Task objective >>
Set down all of the data again, character for character.

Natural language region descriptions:

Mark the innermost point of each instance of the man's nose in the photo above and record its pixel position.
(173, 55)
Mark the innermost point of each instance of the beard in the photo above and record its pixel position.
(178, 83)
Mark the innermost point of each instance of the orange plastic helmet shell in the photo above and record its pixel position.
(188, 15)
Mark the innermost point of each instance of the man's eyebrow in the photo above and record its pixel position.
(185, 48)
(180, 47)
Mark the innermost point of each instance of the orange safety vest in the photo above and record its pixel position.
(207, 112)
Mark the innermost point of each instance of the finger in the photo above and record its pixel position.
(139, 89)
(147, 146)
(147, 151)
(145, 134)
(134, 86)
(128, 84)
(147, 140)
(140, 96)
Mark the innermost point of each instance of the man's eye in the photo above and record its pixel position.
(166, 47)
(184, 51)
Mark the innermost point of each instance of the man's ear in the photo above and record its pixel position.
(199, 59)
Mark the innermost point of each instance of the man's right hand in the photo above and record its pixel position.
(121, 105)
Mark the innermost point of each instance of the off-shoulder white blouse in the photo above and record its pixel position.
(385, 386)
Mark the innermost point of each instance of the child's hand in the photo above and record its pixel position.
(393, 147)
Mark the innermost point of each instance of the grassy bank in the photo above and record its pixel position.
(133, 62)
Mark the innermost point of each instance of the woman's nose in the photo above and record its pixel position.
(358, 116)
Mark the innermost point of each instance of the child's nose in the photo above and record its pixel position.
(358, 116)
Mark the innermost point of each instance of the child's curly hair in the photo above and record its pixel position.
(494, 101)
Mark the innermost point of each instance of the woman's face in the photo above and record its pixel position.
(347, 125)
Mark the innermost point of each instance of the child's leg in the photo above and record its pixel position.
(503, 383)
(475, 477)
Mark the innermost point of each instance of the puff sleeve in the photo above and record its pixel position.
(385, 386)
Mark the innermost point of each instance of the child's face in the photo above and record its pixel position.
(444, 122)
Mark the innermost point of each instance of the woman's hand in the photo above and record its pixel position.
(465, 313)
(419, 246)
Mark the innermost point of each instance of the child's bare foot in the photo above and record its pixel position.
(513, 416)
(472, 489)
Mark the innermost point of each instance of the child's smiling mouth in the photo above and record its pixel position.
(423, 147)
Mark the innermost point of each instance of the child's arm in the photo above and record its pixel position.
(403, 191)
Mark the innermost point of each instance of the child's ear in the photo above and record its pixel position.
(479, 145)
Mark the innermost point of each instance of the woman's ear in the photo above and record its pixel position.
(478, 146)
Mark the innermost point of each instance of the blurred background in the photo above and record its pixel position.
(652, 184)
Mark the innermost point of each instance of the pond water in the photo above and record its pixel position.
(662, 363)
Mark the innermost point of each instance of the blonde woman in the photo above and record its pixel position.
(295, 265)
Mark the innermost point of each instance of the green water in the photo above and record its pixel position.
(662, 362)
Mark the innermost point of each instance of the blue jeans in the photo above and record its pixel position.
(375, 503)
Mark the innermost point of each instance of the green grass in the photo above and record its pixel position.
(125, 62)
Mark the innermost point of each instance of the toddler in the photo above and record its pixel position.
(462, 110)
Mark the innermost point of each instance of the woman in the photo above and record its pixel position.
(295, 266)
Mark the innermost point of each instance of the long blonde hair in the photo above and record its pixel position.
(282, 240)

Expected output >>
Mark the innermost point of each instance of the man's nose in the photo above and record its pixel position.
(173, 55)
Mark the innermost point of each instance of the beard in the photo above and record its pixel position.
(178, 83)
Mark the innermost point of each instance of the orange plastic helmet shell in the photo above and record its pixel position.
(188, 15)
Mark the innermost point of each instance of the man's eyebrow in the photo above and record its pixel position.
(185, 48)
(180, 47)
Mark the innermost point of each instance of the orange safety vest in the photo above and record its pixel position.
(207, 112)
Mark the innermost point of each instance of the finger in the photo above and record its pixel position.
(139, 89)
(147, 146)
(147, 151)
(145, 134)
(134, 86)
(128, 84)
(147, 140)
(140, 96)
Mark the innermost point of each instance of the man's eye in the photo above and record its pixel position.
(166, 47)
(184, 51)
Mark the innermost point of each instance of the man's ear in the photo above and record its pixel position.
(199, 59)
Mark the innermost point of each instance of the man's right hand in the photo above and record its pixel position.
(121, 105)
Mark the innermost point of each instance of the off-shoulder white blouse in the photo above and record its pixel position.
(385, 386)
Mark the innermost point of each instance of the child's hand in the photo above and record its pixel position.
(393, 147)
Mark the innermost point of each instance of the grassy bank in the photo above and record its pixel position.
(133, 62)
Mark the innermost point of each instance of the woman's nose in the photo above and record its pixel position.
(358, 116)
Mark the innermost point of each instance of the child's nose in the photo above and record its pixel position.
(358, 116)
Mark the innermost point of each instance of the child's curly hair in the photo above and record its pixel position.
(494, 101)
Mark the innermost point of each instance of the woman's face in the photo above and record its pixel position.
(347, 125)
Mark the innermost point of each instance of the child's leg in the photo above and record its pixel position.
(503, 383)
(475, 477)
Mark the innermost point of each instance of the puff sleeve in the photo above and record its pixel position.
(385, 386)
Mark the innermost point of each instance of the child's face in the photo above and record its pixel position.
(444, 122)
Mark the innermost point of each instance of the woman's hand in the photo above and record its pixel position.
(465, 313)
(419, 246)
Mark the innermost point of each instance of the child's bare foot in the photo above and record its pixel position.
(513, 416)
(472, 489)
Mark the innermost point of each instance of the child's smiling mouth in the photo above and record its pixel position.
(423, 147)
Mark the innermost point of each instance of the child's arm in the photo above and record its pixel position.
(403, 191)
Mark the innermost point of each instance of the child's ear in the photo above and record its pixel position.
(479, 145)
Mark the innermost point of each instance of the woman's ear in the photo above and record its pixel position.
(478, 146)
Mark the innermost point of each instance of the blurred background in the photo above and record its pixel position.
(652, 184)
Mark the innermost point of each instance of the pond water in the photo above and record its pixel position.
(662, 363)
Mark the innermost point of each instance of the blonde woman in the photo above and record its pixel position.
(295, 265)
Mark the innermost point of each instance of the green water in the photo above and record its pixel position.
(662, 362)
Mark the innermost point of each instance of the blue jeans in the photo above and record its pixel position.
(375, 503)
Mark the innermost point of each instance of the green grass in the photo above and record its pixel position.
(125, 62)
Mark the innermost point of each instance of the toddler in the photo above and record its pixel position.
(462, 110)
Mark the innermost point of each instance of the woman in the photo above and record its pixel position.
(295, 266)
Mark the innermost point of each instance of the long blonde hair in the photo above and record its pixel position.
(282, 240)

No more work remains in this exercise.